REQUIRED ACTION: Convert the lines between the one containing "</instance>" and the one containing "393L383 401L384 428H357L355", inclusive, into a numbered list, leaving out any blank lines.

DATA EXTRACTS:
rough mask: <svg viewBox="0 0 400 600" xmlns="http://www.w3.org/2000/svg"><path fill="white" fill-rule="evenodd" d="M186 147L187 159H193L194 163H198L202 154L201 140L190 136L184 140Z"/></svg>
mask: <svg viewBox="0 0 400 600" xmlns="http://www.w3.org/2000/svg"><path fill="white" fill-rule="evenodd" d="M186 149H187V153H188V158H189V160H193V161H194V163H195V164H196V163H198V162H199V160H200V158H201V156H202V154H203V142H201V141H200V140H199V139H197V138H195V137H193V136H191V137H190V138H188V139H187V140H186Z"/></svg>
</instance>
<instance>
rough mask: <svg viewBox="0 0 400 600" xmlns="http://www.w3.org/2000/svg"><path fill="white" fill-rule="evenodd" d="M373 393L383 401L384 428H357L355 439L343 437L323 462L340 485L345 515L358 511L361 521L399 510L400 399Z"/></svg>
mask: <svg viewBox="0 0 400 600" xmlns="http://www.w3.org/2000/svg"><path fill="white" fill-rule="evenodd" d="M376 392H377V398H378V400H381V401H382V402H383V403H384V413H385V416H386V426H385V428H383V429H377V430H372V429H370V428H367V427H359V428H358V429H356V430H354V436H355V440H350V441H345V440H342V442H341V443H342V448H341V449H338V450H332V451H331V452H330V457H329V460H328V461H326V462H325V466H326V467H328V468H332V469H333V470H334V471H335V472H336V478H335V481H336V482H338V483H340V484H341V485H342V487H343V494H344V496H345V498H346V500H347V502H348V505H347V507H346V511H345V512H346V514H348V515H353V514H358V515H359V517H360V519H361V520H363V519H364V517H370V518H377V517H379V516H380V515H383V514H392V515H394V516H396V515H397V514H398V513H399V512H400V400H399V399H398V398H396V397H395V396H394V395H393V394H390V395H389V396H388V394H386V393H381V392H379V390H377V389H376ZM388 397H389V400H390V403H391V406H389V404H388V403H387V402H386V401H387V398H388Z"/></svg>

SOLUTION TO THIS PROBLEM:
1. </instance>
2. <instance>
3. rough mask: <svg viewBox="0 0 400 600" xmlns="http://www.w3.org/2000/svg"><path fill="white" fill-rule="evenodd" d="M373 393L383 401L384 428H357L355 439L343 437L323 462L340 485L345 515L358 511L361 521L399 510L400 399Z"/></svg>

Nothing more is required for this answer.